Hello, this is Senator
Barack Obama and today is Thursday, May 11, 2006.
The other day I went to
the gas station. Gas was $3.08 a gallon in the station where I stopped.
It is rough on Americans across the country right now. Chicago has
some of the highest gasoline prices in the country. I'm fortunate
that I am able to afford spending $50 on a tank of gas; there are
a lot of families out there that can't. People who have to drive
to work long distances, people who don't have the money to buy more
fuel-efficient cars right now and they've seen their standard of
living drop substantially as a consequence of higher gas prices.
Now, the only thing as
predictable as rising gas prices are the short-term political solutions
that usually come along with them. Every year you had the same headlines,
"Pain at the Pump" and then Americans start emptying their
wallets to fill up their tanks and politicians go through the standard
responses: tax rebates and tax holidays, investigating price-gauging
bio-oil companies.
None of these proposals
are going to do any harm. Some will provide Americans temporary
relief at the pump, but, in the long term, we can't keep on relying
solely on quick fixes designed to placate an anxious public. We
need proactive solutions that are designed to lessen our dependence
on foreign oil and bring down prices for good. Washington privately
understands this but perhaps because of the influence of the oil
companies, some of it having to do with ideology, Washington has
just been unwilling to take the hard steps necessary to confront
what I consider to be one of the most pressing economic and national
security challenges in the 21st century. So, the time for excuses
is over. Now's not the moment where we should be afraid of what
is going to seem politically difficult or controversial. Now's the
time to call for innovation and sacrifice from those institutions
that can make a difference: the auto industry, the oil industry,
the federal government.
The first place to start
is with cars. We've got to build cars that use less gasoline. The
auto industry hasn't been asked to raise fuel-economy standards
in seventeen years and frankly, lately Republicans and Democrats
seem to have stopped asking. Today, we've got no choice. Starting
in 2008, we should raise CAFE standards (that's the fuel-efficiency
standards on cars) a modest 3 percent a year. If we did that over
the next 12 years, by 2020 passenger vehicles would average 40 miles
per gallon, light trucks would average 32 miles per gallon. That's
not a dramatic increase; it's easily achievable through existing
technology and it can be done without compromising passenger safety.
Now, there are going to
be transition costs involved in making more fuel-efficient automobiles,
especially for Detroit, which has relied heavily on the sale of
SUVs for its profits. So I've proposed what I call the "Healthcare
for Hybrids" bill, where we'd strike a grand bargain with U.S.
auto-makers. We tell them we're going to pickup part of the tab
for the retiree healthcare costs, a tab which, by the way, ran 6.7
billion dollars last year but, in exchange, you've got to use the
money to invest in transitioning to fuel-efficient cars. So that
would be point number one.
Point number two: we should
just replace the use of oil altogether as America's fuel of choice.
This doesn't mean singing the praises of ethanol, and hoping that
it finds its way into our fuel supply on its own. It means taking
some serious steps now to put a national bio-fuel infrastructure
into place. Already some cars on the road have flexible fuel tanks
necessary for them to run on E85, which is a cheaper, cleaner blend
of 85 percent ethanol and 15 percent gasoline. But millions upon
millions of cars still don't have these tanks. So its time for auto-makers
to install those tanks in every single car that they make and the
government can help cover this small cost which currently runs at
just around $100 per car. It's also time to start making E85 fueling
stations more available to the American public. Currently only 681
out of the 170,000 fueling stations in America offer E85 pumps.

● **Supplied material**
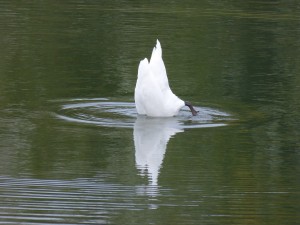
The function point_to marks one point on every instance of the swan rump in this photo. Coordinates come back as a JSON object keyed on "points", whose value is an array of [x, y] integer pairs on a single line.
{"points": [[153, 96]]}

● **To be done**
**a)** Answer these from the transcript:
(i) What did gas cost per gallon at the station where the speaker stopped?
(ii) Under the proposed fuel-economy increase, what would light trucks average by 2020?
(iii) How many of America's fueling stations offer E85 pumps?
**b)** Revise the transcript passage that opens with the words "The first place" and closes with "compromising passenger safety.", putting "eighteen years" in place of "seventeen years".

● **Solutions**
**a)**
(i) $3.08 a gallon.
(ii) 32 miles per gallon.
(iii) 681 out of 170,000.

**b)**
The first place to start
is with cars. We've got to build cars that use less gasoline. The
auto industry hasn't been asked to raise fuel-economy standards
in eighteen years and frankly, lately Republicans and Democrats
seem to have stopped asking. Today, we've got no choice. Starting
in 2008, we should raise CAFE standards (that's the fuel-efficiency
standards on cars) a modest 3 percent a year. If we did that over
the next 12 years, by 2020 passenger vehicles would average 40 miles
per gallon, light trucks would average 32 miles per gallon. That's
not a dramatic increase; it's easily achievable through existing
technology and it can be done without compromising passenger safety.